- [SOURCE EXCERPT]
↓

# BIGFOOT DECOYS $210.00 A DOZEN!



## Waterfowlerguy (Mar 4, 2004)

Scheels in St. Cloud is having a sale on Bigfoot Decoys $85.00 per four. If you go to Gander mountain they will beat that price by the difference between their product and scheels. After the match and the discount it was $70 a box or $210 a dozen. I had to take home two dozen may go back for more.I would imagine they will do this even in nodak. Just thought I would hook you all up with the hot buy. Good Luck Out There!


----------



## zx2dxz (Aug 20, 2004)

i wonder cabelas has them onsale for 89 per 4 i wonder if i hit them up with this will they drop it for me..... Ill remember to wear my Gander hat in there as well... 

thanks for the info

lata, 2d


----------



## PJ (Oct 1, 2002)

Cabelas will match prices but I'm pretty sure they won't give you the difference.


----------



## zx2dxz (Aug 20, 2004)

they didnt and said that scheels was to far away for them to drop it so i paid 89 for them instead and gander would match but not beat .... bastards.

lata, 2d

PS i still bought a doz


----------



## Guest (Aug 30, 2004)

You'd expact that from Cabela's??? :lol: Man, you must be new to them!! I've tried that with them at least 5 times now on ordering over the phone and going to the store in Owatonna, pretty sad that they'll only match the price when you drive +3 hours looking for an awesome deal.

Anyone notice that you have to travel to their store to get the discount price on their products in their Fall Hunting Expo Catalog??? Pretty sad the operator had to tell me to read the fine print on the back cover PRINTED IN YELLOW ABOVE MY NAME BLOCK!!!! What a great customer value!!!

↑

- [WORK TO DO]
1. Return the section of the Bigfoot decoy thread that begins with the words containing "## Guest (Aug" and ends with "an awesome deal.", copied word for word.
2. In the Bigfoot decoy thread, how much did zx2dxz pay at Cabela's for a set of four decoys?
3. Extend the Bigfoot decoy thread by writing what comes after its final sentence.

- [SUPPLIED MATERIAL]
↓

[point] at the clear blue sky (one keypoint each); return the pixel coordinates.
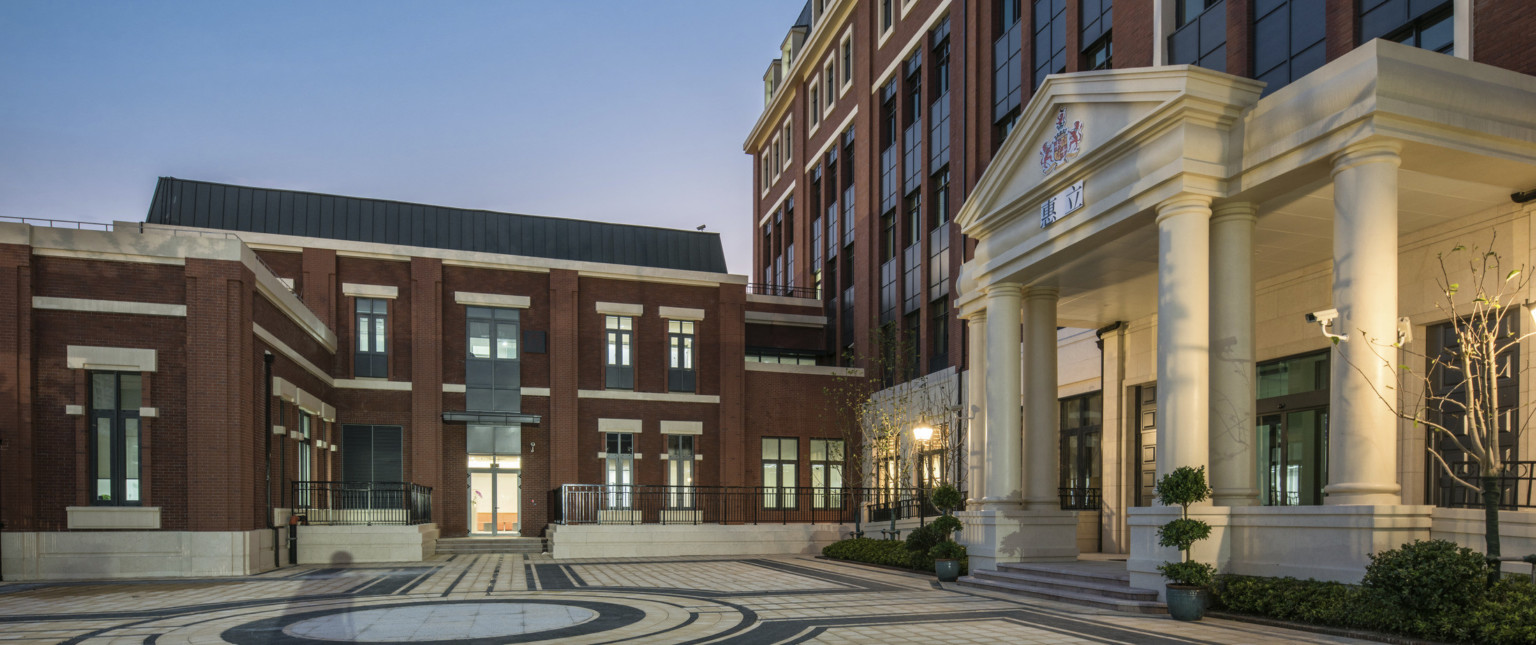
(618, 111)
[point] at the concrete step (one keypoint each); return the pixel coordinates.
(1069, 572)
(1083, 599)
(476, 545)
(1115, 588)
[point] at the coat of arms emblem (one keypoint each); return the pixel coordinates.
(1063, 146)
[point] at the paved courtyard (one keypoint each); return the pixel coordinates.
(519, 599)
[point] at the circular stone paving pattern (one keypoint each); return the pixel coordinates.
(440, 622)
(480, 622)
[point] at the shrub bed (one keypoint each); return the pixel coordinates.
(882, 552)
(1427, 590)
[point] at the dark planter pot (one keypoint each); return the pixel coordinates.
(946, 570)
(1186, 602)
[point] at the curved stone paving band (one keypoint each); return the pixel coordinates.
(535, 599)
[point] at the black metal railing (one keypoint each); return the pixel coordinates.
(782, 291)
(1518, 479)
(705, 504)
(1080, 498)
(363, 502)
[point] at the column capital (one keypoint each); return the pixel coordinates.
(1042, 292)
(1373, 151)
(1003, 291)
(1234, 211)
(1185, 203)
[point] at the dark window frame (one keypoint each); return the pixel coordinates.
(119, 418)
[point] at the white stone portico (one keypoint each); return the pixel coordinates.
(1200, 205)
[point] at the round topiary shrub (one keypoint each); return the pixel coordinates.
(1429, 576)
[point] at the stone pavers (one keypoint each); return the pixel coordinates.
(516, 598)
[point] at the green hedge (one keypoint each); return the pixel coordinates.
(1504, 615)
(885, 552)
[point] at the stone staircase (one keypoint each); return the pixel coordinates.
(1086, 584)
(499, 545)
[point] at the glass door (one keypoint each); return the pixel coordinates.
(1295, 456)
(495, 495)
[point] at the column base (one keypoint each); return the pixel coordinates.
(1017, 535)
(1329, 542)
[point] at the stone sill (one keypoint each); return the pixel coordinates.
(114, 518)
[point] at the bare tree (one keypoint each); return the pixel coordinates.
(1467, 420)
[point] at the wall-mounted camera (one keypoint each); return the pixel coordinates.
(1324, 321)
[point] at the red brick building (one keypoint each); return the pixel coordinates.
(486, 357)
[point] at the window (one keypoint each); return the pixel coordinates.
(1446, 404)
(1049, 39)
(788, 145)
(619, 469)
(1082, 466)
(827, 473)
(1287, 40)
(847, 51)
(1097, 17)
(830, 89)
(115, 398)
(939, 335)
(493, 439)
(372, 357)
(1201, 34)
(816, 103)
(679, 470)
(939, 237)
(621, 366)
(1294, 429)
(679, 357)
(1008, 52)
(1421, 23)
(492, 372)
(939, 111)
(372, 453)
(781, 456)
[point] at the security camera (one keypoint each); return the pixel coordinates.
(1324, 320)
(1324, 317)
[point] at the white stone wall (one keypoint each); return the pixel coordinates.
(1464, 527)
(350, 544)
(105, 555)
(652, 539)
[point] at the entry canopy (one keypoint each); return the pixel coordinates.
(1071, 198)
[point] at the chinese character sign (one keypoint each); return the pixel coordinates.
(1062, 205)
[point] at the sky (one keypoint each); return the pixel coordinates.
(596, 109)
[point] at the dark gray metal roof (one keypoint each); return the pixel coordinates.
(294, 212)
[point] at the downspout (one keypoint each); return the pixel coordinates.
(266, 360)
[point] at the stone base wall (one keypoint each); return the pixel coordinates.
(1464, 527)
(652, 539)
(350, 544)
(1321, 542)
(106, 555)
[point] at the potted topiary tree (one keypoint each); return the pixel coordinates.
(1186, 579)
(946, 553)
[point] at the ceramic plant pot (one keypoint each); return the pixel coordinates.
(1186, 602)
(946, 570)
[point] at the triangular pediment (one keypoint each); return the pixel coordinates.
(1077, 122)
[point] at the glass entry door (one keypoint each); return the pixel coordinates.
(1295, 456)
(493, 501)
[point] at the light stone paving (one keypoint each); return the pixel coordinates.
(515, 598)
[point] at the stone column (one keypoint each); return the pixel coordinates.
(1183, 332)
(1363, 432)
(1042, 424)
(1003, 430)
(976, 404)
(1234, 455)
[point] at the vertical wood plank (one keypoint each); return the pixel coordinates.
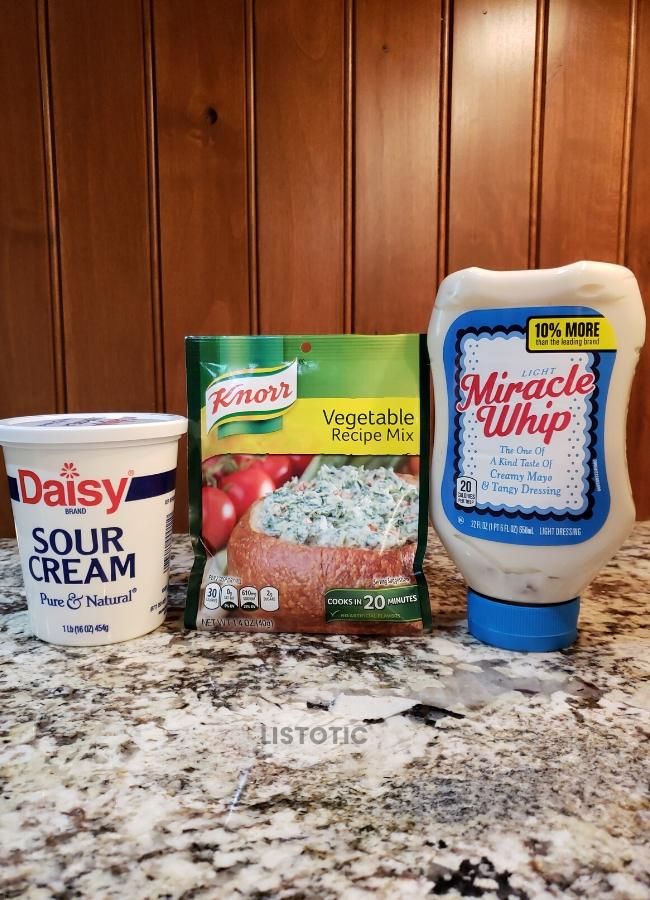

↑

- [SOLVED TASKS]
1.
## Guest (Aug 30, 2004)

You'd expact that from Cabela's??? :lol: Man, you must be new to them!! I've tried that with them at least 5 times now on ordering over the phone and going to the store in Owatonna, pretty sad that they'll only match the price when you drive +3 hours looking for an awesome deal.

2. $89 for four.

3.
----------



## dunkonu (Apr 27, 2004)

Hey I hope everybody that made it out had a good first day of huntin yesterday. Since I am from the extreme western part of the state and there are no outdoor stores around here and am tired of paying the high shipping costs I was wondering how long these sales are for. I am going to be in Forks this weekend and was wondering if they are still going to be on sale. Might even make the trip down to Fargo and if scheels has them for 85 I would pick some up there. If anybody has some info about the sales at Cabelas and Scheels on the foots and has some dates and could let me know that would be great. Maybe i am already a day late and a dollar short. 
Thanks Tyler :beer:


----------



## Bigdog (Aug 13, 2003)

The Scheels sale on Bigfoots ended last Sunday and they are now 99/4 pk.
Gander has a waterfowl event in Lakeville on Sept 11/12 and the Foots will be discounted to 89/4 pk.


----------



## Remmi_&amp;_I (Dec 2, 2003)

Do you guys think the Big foots are absolutely necessary for some of us....more recreational goose hunters?


----------



## duane (Mar 29, 2004)

Waterfowler guy. Why do you pit one retailer against another? Any idea what the cost is on a 4 pk of BF's?? I have no idea...just wondering. Seems to be almost a minor case of extortion...albeit legal. Kind of odd how some will also drive 200 miles to same $30.00? I try to keep it local whenever possible.


----------



## Waterfowlerguy (Mar 4, 2004)

Duane, I would hardly call it extortion. They have a price match policy they set at their corporate level and feel they can live by. Had they shopped their competition as I did they would have been able to price match their competition and wouldnt have had to discount them. I work hard for my money and so do a vast majority of people on this site so this is why I posted it. As far as driving a huge distance to save $30 dollars I was passing through after scouting and optimized my trip.


----------



## deacon (Sep 12, 2003)

Remmi - bigfoots necessary?

I would say no for a recreational guy. We just use a variety of shells, silhouttes, flags, etc. In conjuction with a good set-up, keep spaced out, biggest mistake I still make. I think movement (flagging) is very important and rec guys like you and me would be better off spending our money on gas scouting.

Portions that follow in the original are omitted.